* PROMPT *
Please edit the stretch from the line containing "Could you point to the glass" through the line containing "point(268, 189)" by changing "Report" to "Result" and leaving everything else untouched. Return only those lines.

Stored data
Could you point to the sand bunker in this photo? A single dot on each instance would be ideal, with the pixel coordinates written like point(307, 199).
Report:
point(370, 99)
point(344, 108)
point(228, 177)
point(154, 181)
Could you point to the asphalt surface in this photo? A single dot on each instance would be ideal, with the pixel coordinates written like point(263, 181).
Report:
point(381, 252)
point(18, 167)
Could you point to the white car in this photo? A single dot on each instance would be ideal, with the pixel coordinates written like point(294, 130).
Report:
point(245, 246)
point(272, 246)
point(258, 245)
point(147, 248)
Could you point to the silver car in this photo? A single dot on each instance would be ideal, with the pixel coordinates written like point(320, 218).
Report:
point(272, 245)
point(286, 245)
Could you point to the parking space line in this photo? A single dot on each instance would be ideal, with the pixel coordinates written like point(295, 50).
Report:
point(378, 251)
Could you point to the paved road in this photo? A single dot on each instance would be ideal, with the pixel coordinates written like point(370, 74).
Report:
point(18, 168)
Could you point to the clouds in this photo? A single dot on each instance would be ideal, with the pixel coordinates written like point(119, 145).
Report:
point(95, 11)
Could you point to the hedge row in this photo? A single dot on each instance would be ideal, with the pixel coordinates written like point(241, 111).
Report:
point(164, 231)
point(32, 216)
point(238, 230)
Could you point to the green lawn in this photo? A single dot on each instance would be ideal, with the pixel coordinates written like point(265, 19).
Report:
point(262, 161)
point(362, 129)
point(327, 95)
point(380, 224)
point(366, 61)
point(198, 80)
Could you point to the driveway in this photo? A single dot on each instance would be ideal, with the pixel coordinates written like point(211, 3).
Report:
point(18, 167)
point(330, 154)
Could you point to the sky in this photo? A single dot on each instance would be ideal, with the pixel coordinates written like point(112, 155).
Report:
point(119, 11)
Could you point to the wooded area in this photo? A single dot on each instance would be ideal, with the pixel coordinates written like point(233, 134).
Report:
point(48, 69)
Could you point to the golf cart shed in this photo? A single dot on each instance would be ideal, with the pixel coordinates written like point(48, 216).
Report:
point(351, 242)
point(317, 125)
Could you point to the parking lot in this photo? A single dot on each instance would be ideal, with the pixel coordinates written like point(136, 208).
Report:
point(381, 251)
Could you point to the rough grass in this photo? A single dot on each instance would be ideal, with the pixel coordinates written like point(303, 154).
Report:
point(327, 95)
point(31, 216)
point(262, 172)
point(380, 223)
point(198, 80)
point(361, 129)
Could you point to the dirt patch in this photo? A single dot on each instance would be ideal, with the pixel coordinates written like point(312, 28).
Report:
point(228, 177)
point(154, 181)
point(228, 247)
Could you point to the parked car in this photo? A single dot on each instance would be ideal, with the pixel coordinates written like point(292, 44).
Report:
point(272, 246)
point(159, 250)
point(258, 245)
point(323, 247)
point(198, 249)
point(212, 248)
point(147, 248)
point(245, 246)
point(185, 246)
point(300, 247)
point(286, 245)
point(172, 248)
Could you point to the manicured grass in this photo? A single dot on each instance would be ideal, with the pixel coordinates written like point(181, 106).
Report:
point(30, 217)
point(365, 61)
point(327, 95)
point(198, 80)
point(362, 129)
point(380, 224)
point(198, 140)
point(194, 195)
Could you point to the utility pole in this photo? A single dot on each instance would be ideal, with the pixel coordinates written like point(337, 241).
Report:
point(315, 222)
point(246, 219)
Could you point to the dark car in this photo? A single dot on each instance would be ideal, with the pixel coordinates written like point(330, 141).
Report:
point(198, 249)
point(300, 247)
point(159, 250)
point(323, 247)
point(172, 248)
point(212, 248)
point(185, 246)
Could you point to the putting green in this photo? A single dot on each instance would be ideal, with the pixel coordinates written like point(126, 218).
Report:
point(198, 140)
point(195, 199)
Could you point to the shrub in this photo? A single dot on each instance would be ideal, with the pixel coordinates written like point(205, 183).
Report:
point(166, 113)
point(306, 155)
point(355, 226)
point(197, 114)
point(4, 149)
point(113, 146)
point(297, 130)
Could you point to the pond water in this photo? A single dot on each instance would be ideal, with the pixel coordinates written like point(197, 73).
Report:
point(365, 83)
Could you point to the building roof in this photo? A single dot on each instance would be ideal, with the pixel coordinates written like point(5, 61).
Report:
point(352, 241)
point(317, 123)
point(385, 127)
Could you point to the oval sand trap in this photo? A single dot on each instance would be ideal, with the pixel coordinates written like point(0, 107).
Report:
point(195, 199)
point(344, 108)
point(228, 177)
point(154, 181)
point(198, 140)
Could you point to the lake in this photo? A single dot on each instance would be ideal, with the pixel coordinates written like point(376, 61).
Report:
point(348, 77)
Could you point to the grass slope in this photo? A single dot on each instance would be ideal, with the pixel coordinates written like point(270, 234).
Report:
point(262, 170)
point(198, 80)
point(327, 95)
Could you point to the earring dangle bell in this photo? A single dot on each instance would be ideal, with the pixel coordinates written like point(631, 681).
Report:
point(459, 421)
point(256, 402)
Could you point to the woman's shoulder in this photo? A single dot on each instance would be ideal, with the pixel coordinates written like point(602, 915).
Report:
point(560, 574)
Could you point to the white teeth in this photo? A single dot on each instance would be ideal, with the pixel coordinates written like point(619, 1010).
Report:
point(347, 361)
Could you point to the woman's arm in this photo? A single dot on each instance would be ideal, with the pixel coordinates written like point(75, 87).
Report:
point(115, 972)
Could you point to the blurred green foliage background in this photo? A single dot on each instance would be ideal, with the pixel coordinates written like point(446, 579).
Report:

--

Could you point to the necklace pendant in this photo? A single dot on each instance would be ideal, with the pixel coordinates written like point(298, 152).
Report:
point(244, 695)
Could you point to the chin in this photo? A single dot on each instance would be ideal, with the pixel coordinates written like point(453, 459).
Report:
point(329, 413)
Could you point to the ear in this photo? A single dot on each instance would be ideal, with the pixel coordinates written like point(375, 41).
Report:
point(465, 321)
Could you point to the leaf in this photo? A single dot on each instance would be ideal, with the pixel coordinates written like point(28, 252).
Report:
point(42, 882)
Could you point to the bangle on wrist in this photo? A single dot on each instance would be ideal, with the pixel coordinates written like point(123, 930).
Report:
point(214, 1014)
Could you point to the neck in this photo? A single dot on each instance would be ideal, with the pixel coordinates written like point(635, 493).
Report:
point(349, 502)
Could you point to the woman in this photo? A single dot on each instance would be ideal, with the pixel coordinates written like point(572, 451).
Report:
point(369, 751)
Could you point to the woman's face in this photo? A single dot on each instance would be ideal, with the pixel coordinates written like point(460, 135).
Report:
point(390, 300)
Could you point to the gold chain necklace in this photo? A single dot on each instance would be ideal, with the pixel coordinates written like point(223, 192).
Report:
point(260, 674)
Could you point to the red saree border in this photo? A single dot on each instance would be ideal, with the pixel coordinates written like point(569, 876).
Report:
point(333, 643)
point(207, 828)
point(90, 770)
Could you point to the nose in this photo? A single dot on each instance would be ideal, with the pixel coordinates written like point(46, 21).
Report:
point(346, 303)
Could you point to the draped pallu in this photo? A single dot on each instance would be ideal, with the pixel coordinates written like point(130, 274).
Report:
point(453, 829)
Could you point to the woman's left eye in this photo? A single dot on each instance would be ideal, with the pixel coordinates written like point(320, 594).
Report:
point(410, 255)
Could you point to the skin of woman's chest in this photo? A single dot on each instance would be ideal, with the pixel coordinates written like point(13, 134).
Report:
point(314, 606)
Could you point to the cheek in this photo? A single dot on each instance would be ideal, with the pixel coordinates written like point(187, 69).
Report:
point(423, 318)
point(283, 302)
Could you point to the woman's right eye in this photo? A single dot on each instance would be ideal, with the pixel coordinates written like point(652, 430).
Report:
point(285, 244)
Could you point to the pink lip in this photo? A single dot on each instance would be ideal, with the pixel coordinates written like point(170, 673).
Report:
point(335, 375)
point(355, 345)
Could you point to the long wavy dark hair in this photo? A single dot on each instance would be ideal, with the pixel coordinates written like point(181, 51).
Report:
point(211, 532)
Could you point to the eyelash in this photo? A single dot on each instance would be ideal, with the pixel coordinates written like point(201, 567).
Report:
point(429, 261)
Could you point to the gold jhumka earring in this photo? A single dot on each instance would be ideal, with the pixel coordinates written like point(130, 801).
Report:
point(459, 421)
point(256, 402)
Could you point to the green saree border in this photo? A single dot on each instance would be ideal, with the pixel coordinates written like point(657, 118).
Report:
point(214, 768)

...

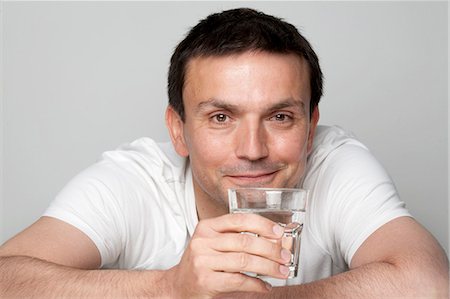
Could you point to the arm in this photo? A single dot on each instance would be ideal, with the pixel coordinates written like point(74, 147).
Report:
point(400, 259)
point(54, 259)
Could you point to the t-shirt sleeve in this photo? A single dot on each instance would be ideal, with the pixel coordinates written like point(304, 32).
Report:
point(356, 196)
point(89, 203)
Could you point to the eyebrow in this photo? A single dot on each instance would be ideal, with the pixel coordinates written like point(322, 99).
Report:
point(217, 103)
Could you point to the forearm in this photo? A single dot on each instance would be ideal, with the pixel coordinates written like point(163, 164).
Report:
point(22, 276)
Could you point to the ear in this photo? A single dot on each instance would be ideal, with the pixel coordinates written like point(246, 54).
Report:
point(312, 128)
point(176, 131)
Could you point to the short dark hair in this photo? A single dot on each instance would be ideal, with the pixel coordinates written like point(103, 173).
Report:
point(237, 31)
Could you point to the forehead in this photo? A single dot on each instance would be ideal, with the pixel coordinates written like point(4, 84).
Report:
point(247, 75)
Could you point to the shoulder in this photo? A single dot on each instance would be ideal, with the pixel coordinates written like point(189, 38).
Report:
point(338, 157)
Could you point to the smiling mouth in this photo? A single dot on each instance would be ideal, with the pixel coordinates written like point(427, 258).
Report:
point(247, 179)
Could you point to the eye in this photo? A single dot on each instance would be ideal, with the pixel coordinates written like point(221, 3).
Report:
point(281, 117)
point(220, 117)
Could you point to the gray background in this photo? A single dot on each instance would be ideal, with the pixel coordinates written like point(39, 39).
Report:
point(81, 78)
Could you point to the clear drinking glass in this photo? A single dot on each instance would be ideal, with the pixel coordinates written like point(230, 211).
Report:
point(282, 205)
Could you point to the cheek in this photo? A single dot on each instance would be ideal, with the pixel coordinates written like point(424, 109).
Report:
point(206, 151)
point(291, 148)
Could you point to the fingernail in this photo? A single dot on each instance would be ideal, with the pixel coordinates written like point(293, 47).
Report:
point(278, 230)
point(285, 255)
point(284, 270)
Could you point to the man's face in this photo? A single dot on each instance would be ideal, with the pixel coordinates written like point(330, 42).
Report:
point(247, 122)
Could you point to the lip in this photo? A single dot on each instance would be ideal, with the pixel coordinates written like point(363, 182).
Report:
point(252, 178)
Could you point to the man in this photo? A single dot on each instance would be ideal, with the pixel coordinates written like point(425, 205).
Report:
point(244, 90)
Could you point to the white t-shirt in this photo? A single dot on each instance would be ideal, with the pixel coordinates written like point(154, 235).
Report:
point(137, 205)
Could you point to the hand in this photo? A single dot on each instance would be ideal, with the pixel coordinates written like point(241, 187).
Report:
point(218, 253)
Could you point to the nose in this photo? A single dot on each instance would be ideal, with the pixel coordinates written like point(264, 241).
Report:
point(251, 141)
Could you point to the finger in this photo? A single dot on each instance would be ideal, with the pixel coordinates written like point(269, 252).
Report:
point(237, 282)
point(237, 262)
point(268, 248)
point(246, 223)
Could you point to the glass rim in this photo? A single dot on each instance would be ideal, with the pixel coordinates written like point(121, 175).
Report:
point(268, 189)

* SOLUTION TO THE EXERCISE *
Could you point to the glass rim in this photo? A single dot on each instance would be ideal, with the pixel coordinates written like point(121, 175).
Result:
point(268, 189)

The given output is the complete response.